• TEXT
# What tops the Forbes 15 Cars to Avoid List? It's a BMW



## wyb (Jul 10, 2008)

hmmm

_'BMW's flagship sedan seems to have lost its edge in recent years. It's wrapped in languid styling and just doesn't feel as sporty as it did in earlier renditions; an odd product lineup includes an expensive and not especially efficient gas-electric hybrid model. Consumer Reports takes the 7 Series to task for being "a ponderous, technology-laden vehicle with ungainly handling," and is included in the publication's lists of lowest-scoring cars, worst overall values and most expensive operating costs in its class. Not to pile on, but it also gets a rock-bottom resale value rating from ALG and a below average performance score from J.D. Power.'_

http://www3.forbes.com/business/15-new-cars-to-avoid/16/


----------



## Saintor (Dec 14, 2002)

I agree with most of his list, but I don't see a case with the 7-series. It is grotesque and it doesn't belong there.

• SET TASKS
1. In the forum thread about the Forbes cars-to-avoid list, why does the quoted passage say BMW's flagship sedan seems to have lost its edge?
2. Carry on the forum thread about the Forbes cars-to-avoid list, starting after its last post.

• GIVEN DATA
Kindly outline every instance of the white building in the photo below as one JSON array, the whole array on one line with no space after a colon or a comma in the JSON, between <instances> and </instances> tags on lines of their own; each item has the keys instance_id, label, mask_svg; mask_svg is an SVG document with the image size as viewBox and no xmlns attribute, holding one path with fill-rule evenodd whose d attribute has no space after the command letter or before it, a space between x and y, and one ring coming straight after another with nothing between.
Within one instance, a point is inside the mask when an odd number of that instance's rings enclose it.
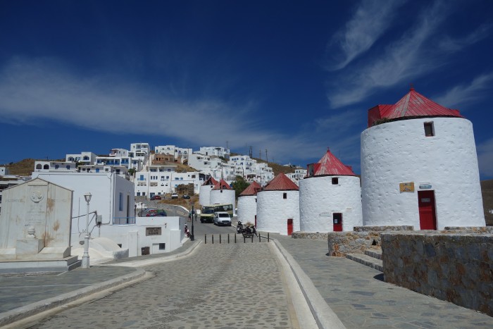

• ANSWERS TO THE EXERCISES
1. Its styling is languid, and it doesn't feel as sporty as earlier versions did. Its lineup is also odd, because it includes an expensive and not especially efficient gas-electric hybrid model.

2.
----------



## JayR04 (Jul 17, 2015)

I don't know why everyone seems to put the S-Class above the 7. I've driven the S-Class for a few days and to me it doesn't have a soul like the 7. The 7 is way funner to drive. Cars are meant to be driven right :dunno:


----------



## captainaudio (Jul 17, 2007)

I had a 750Lix and it was an excellent car. I never had an issues with it, it drove incredibly well for such a large and heavy car and was very comfortable and luxurious. It was a great highway cruiser and was very well composed on twisty back roads and it handled the war ravaged, pothole riddled roads in the NYC area extremely well.

If I once again had the need to regularly carry passengers in the rear seat I would consider getting another one. It is probably a car that is better to lease than purchase as I am sure it is very expensive to repair but I think that holds true for many cars today and for most BMWs.


----------



## whoever (Jun 9, 2009)

Can't believe how cheap forbes is, faking ad like real news story.


----------



## Doug Huffman (Apr 25, 2015)

LOL Stir the pot, follow the money.


----------



## marcozandrini (Feb 13, 2014)

Forbes is written for those folks who are totally clueless about cars. The 7 series is full of electronics.


----------



## Suicidy (Oct 26, 2014)

I certainly wouldn't take my car buying advice from Forbes.


----------



## Hound Passer (Feb 2, 2007)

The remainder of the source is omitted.